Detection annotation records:
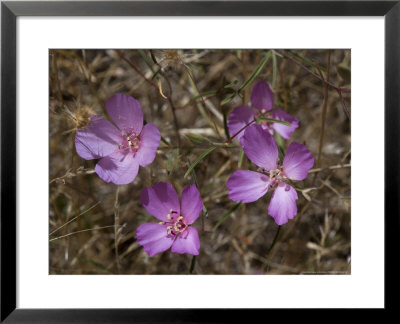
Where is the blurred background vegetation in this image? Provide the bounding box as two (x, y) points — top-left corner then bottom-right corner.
(49, 49), (351, 274)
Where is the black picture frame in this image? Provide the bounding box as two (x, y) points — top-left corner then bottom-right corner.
(0, 0), (400, 323)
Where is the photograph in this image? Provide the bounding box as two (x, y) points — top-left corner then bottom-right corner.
(48, 48), (350, 275)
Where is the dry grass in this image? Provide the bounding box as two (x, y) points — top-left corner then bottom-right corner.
(49, 50), (351, 274)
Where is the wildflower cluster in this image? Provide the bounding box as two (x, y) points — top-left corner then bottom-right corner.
(75, 82), (314, 256)
(226, 81), (314, 225)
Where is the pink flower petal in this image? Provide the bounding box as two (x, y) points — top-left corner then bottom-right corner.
(272, 109), (299, 139)
(140, 182), (180, 222)
(181, 184), (203, 224)
(106, 93), (143, 135)
(75, 116), (121, 160)
(240, 125), (278, 171)
(94, 151), (139, 185)
(268, 184), (297, 225)
(283, 142), (314, 180)
(226, 170), (269, 203)
(250, 81), (274, 111)
(171, 226), (200, 255)
(227, 106), (254, 139)
(136, 123), (161, 167)
(136, 223), (174, 257)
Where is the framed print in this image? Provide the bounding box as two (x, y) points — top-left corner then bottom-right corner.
(1, 1), (400, 323)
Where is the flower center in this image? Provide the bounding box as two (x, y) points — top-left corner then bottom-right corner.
(119, 133), (140, 153)
(161, 210), (189, 237)
(263, 166), (288, 188)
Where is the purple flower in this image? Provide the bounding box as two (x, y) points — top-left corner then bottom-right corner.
(228, 81), (299, 139)
(136, 182), (203, 256)
(226, 125), (314, 225)
(75, 93), (161, 185)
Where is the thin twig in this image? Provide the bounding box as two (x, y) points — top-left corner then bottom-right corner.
(311, 51), (331, 187)
(49, 225), (120, 242)
(49, 201), (101, 236)
(114, 186), (121, 273)
(308, 163), (351, 173)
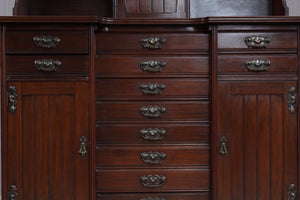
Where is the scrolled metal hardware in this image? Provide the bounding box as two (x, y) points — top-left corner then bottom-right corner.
(33, 35), (61, 48)
(140, 128), (167, 141)
(139, 83), (166, 95)
(7, 85), (18, 113)
(7, 185), (19, 200)
(140, 60), (167, 72)
(245, 60), (271, 72)
(140, 175), (167, 188)
(34, 59), (62, 72)
(245, 36), (271, 48)
(288, 86), (297, 114)
(140, 106), (167, 118)
(140, 37), (167, 49)
(141, 151), (167, 164)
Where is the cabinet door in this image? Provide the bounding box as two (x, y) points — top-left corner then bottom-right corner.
(215, 81), (298, 200)
(6, 82), (89, 200)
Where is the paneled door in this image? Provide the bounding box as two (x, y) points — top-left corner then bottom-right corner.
(215, 81), (298, 200)
(6, 81), (89, 200)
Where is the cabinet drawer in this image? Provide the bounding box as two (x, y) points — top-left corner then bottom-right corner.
(96, 145), (209, 168)
(96, 101), (209, 122)
(96, 169), (210, 193)
(5, 30), (89, 53)
(218, 54), (297, 75)
(96, 78), (209, 99)
(6, 55), (89, 76)
(218, 31), (298, 49)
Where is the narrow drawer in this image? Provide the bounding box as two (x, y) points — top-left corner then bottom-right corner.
(218, 54), (297, 75)
(96, 101), (209, 122)
(5, 30), (89, 53)
(96, 169), (210, 193)
(96, 78), (209, 99)
(96, 33), (209, 53)
(6, 55), (89, 76)
(218, 31), (298, 49)
(95, 55), (209, 75)
(96, 145), (209, 168)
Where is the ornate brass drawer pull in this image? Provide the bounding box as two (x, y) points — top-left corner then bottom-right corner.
(140, 175), (167, 188)
(140, 60), (167, 72)
(139, 83), (166, 94)
(7, 85), (18, 113)
(34, 59), (62, 72)
(140, 106), (167, 118)
(140, 128), (167, 141)
(33, 35), (61, 48)
(245, 36), (271, 48)
(245, 60), (271, 72)
(140, 37), (167, 49)
(288, 86), (297, 114)
(141, 151), (167, 164)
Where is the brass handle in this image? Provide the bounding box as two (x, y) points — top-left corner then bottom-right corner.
(140, 60), (167, 72)
(140, 128), (167, 141)
(141, 151), (167, 164)
(140, 37), (167, 49)
(34, 59), (62, 72)
(219, 136), (228, 155)
(33, 35), (61, 48)
(78, 136), (87, 157)
(140, 106), (167, 118)
(245, 35), (271, 48)
(245, 60), (271, 72)
(140, 175), (167, 188)
(139, 83), (166, 95)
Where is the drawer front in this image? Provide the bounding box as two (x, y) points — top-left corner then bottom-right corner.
(96, 123), (210, 145)
(218, 31), (298, 49)
(96, 145), (209, 168)
(218, 55), (297, 75)
(6, 55), (89, 76)
(5, 30), (89, 53)
(96, 33), (209, 53)
(95, 55), (209, 75)
(96, 101), (209, 122)
(96, 78), (209, 99)
(96, 169), (210, 193)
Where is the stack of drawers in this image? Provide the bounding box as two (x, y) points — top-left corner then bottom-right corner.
(95, 26), (210, 200)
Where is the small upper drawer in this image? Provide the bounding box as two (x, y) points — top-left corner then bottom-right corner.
(5, 30), (89, 53)
(218, 31), (298, 50)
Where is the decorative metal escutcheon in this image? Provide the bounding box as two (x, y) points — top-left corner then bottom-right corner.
(141, 151), (167, 164)
(140, 60), (167, 72)
(140, 37), (167, 49)
(139, 83), (166, 95)
(288, 86), (297, 114)
(140, 128), (167, 141)
(140, 106), (167, 118)
(7, 85), (18, 113)
(34, 59), (62, 72)
(140, 175), (167, 188)
(245, 60), (271, 72)
(33, 35), (61, 48)
(245, 36), (271, 48)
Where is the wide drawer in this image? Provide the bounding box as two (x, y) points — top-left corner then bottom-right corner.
(5, 30), (89, 53)
(96, 144), (209, 168)
(96, 101), (209, 122)
(96, 122), (210, 145)
(96, 78), (209, 99)
(218, 54), (297, 75)
(6, 55), (89, 76)
(96, 33), (209, 53)
(95, 55), (209, 75)
(96, 169), (210, 193)
(218, 31), (298, 49)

▶ TASK TO COMPLETE
Output the lines exactly, beginning with the line containing "Where is the decorative" and continuing through the end of the items, both ends included.

▶ WRITTEN RESPONSE
Where is the decorative metal escutcheon in this image? Provide the bounding box as two (x, y) points — top-left corner then bottom-right corner.
(141, 151), (167, 164)
(140, 60), (167, 72)
(140, 37), (167, 49)
(139, 83), (166, 95)
(288, 86), (297, 114)
(140, 128), (167, 141)
(140, 106), (167, 118)
(7, 85), (18, 113)
(34, 59), (62, 72)
(140, 175), (167, 188)
(245, 60), (271, 72)
(33, 35), (61, 48)
(245, 36), (271, 48)
Where is the wide drawer in this image? Provide the bounding box as two (x, y) points — top-left corner then bottom-right corner.
(5, 30), (89, 53)
(96, 144), (209, 168)
(96, 101), (209, 122)
(96, 122), (210, 145)
(96, 78), (209, 99)
(218, 54), (297, 75)
(6, 55), (89, 76)
(96, 33), (209, 53)
(95, 55), (209, 75)
(96, 169), (210, 193)
(218, 31), (298, 49)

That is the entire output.